Estratto della pagina:
※ ※ ※
Gli dicono: ‘Lo possiamo’.
Mt 20,22
Queste parole dei santi Apostoli Giacomo e Giovanni furono la risposta ad una domanda molto solenne a loro diretta dal Divino Maestro. Essi agognavano, con nobile ambizione, sebbene fossero ancora senza alcuna esperienza di altissimo sapere, all’oscuro della santissima verità, essi agognavano di sedere accanto a Lui sul Suo Trono di Gloria. Non sarebbero stati soddisfatti di nulla in mancanza di quel dono speciale che Egli era venuto ad assicurare ai Suoi eletti, che, poco dopo, Egli acquistò per loro a prezzo della morte, e che ora Egli offre a noi. Essi chiesero il dono della vita eterna, ed Egli disse loro in risposta, non che l’avrebbero avuto (anche se era realmente riservato per loro), ma Egli ricordò loro quali imprese avrebbero dovuto compiere per conquistarselo. « Potete bere il calice che io bevo, o ricevere il battesimo con cui io sono battezzato? Gli risposero: ‘Lo possiamo’ »[1]. Con questo dunque ci viene impartita una grande lezione: che il nostro dovere come Cristiani sta in questo, nel metterci, per guadagnarci la vita eterna, in imprese che non danno l’assoluta certezza del successo.
※ ※ ※
Sezione dati:
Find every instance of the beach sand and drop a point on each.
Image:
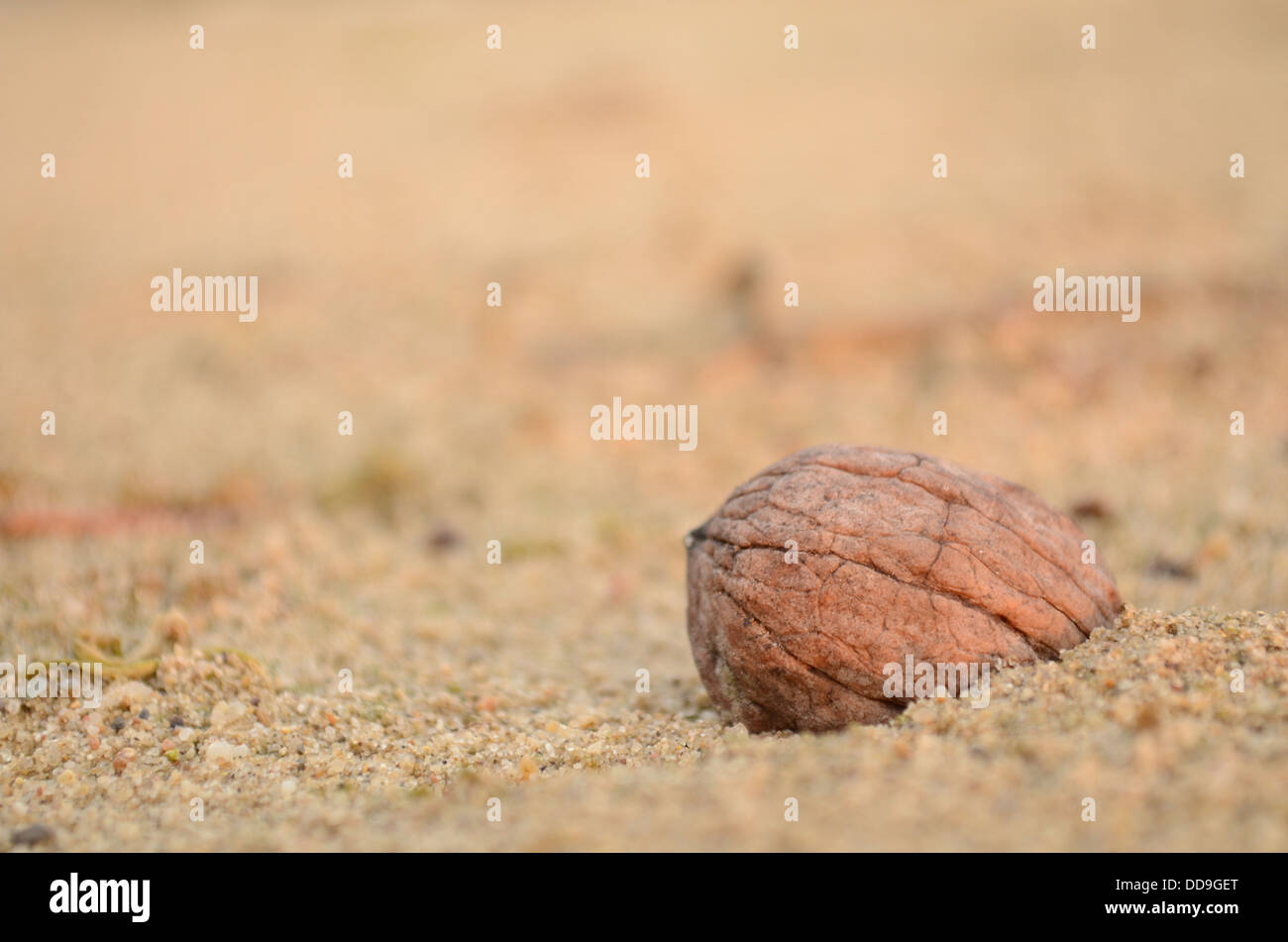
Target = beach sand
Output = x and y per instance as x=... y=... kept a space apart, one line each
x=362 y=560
※ ※ ※
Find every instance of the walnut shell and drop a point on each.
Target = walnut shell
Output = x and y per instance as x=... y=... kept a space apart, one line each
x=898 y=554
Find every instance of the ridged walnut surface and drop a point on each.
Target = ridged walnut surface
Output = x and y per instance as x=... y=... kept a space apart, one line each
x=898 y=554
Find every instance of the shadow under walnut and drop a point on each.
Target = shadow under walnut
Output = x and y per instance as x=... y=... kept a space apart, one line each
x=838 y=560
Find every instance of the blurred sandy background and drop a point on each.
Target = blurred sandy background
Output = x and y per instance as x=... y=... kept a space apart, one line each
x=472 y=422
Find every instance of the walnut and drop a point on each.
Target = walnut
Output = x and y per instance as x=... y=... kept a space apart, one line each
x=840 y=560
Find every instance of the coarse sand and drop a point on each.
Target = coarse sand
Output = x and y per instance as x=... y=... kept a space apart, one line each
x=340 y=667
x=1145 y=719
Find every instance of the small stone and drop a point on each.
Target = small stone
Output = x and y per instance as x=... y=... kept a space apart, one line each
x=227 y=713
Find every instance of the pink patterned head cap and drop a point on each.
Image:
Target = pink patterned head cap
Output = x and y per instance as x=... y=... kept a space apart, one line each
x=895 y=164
※ ※ ※
Cosa si chiede:
Prosegui il testo sulla risposta «Lo possiamo» di Giacomo e Giovanni, partendo subito dopo la sua ultima frase. L'elenco qui non ha alcun ruolo.

Risposta scritta:
Il successo e la ricompensa eterna l’avranno coloro che persevereranno fino alla fine. Non possiamo avere alcun dubbio che le imprese di tutti i servi di Cristo saranno loro ripagate nell’Ultimo Giorno, con abbondanti frutti. Questo è un detto veritiero:-Egli ci rende assai più di quello che Gli prestiamo, e senza fallo. Ma io sto parlando di individui, di noi stessi, uno per uno. Nessuno tra noi sa per certo che egli sicuramente persevererà fino alla fine, tuttavia ognuno di noi, perché possa conquistarsi anche una minima possibilità di successo, deve avere il coraggio di rischiare. Per quanto riguarda i singoli individui, allora, è perfettamente vero che noi tutti dobbiamo certamente affrontare le imprese rischiose che mirano al cielo, senza tuttavia avere la certezza di raggiungere il successo per merito di esse. A dire il vero, questo è il significato proprio della parola « impresa », perché è ben strana impresa quella che non ha niente in sé di rischio, di paura, di pericolo, di ansietà, di incertezza. Sissignore; è proprio così; ed è in questo che consiste l’eccellenza e la nobiltà della fede; questa è la vera ragione per cui la fede si distingue dalle altre grazie, ed è onorato quale mezzo speciale della nostra giustificazione, perché la sua presenza implica che abbiamo il coraggio di affrontare un rischio.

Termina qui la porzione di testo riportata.